→ Aufgabenstellung:
Geben Sie sämtliche Zeilen der folgenden Auflistung samt Anweisungen erneut wieder und multiplizieren Sie dabei jede Koordinate in den Antworten mit 1,95, gerundet auf ganze Zahlen, wobei Hälften aufgerundet werden. Lassen Sie die Bilder in Ihrer Antwort weg.

→ Bildannotationsdaten:
▼▼▼

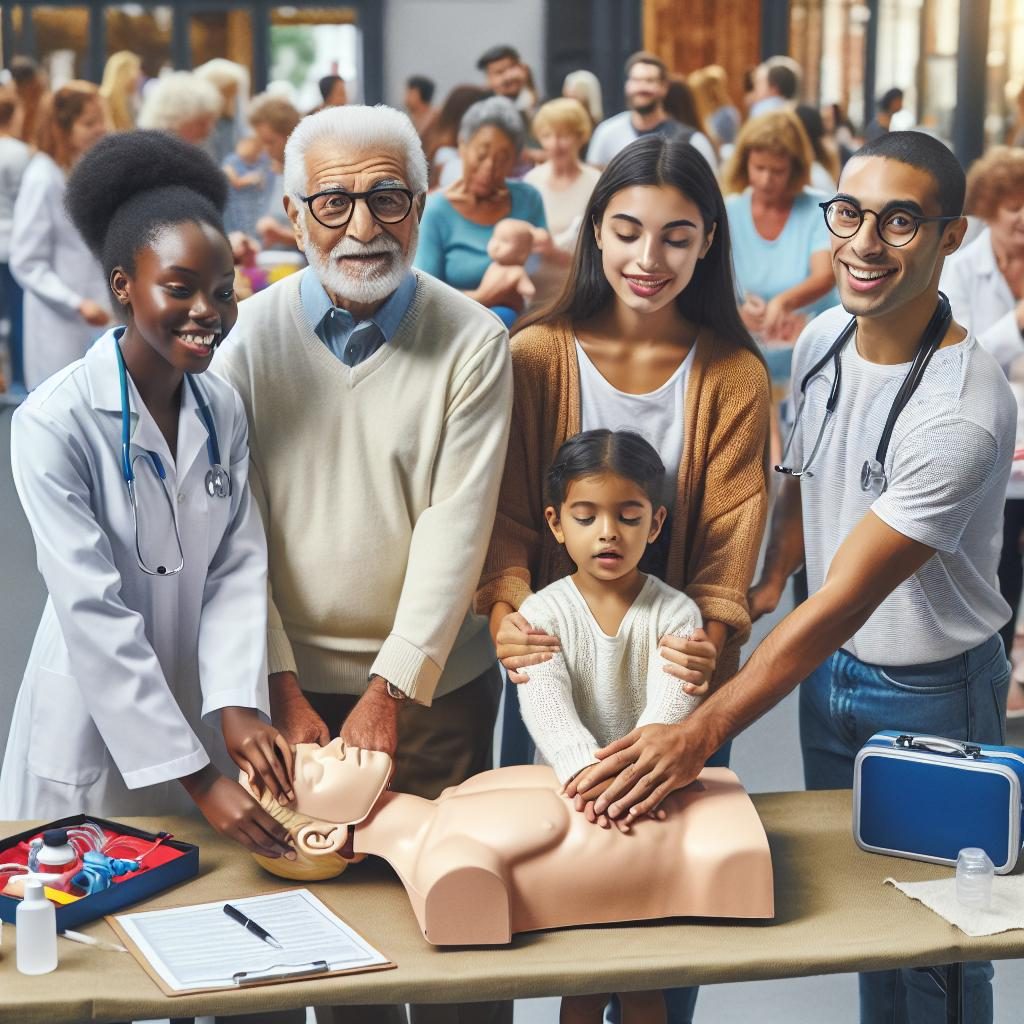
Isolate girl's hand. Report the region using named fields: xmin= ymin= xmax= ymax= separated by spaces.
xmin=657 ymin=629 xmax=718 ymax=696
xmin=180 ymin=765 xmax=295 ymax=860
xmin=220 ymin=708 xmax=295 ymax=804
xmin=495 ymin=611 xmax=562 ymax=683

▲▲▲

→ Aufgabenlösung:
Isolate girl's hand. Report the region using named fields: xmin= ymin= xmax= ymax= separated by spaces.
xmin=1281 ymin=1227 xmax=1400 ymax=1357
xmin=351 ymin=1492 xmax=575 ymax=1677
xmin=429 ymin=1381 xmax=575 ymax=1568
xmin=965 ymin=1191 xmax=1096 ymax=1332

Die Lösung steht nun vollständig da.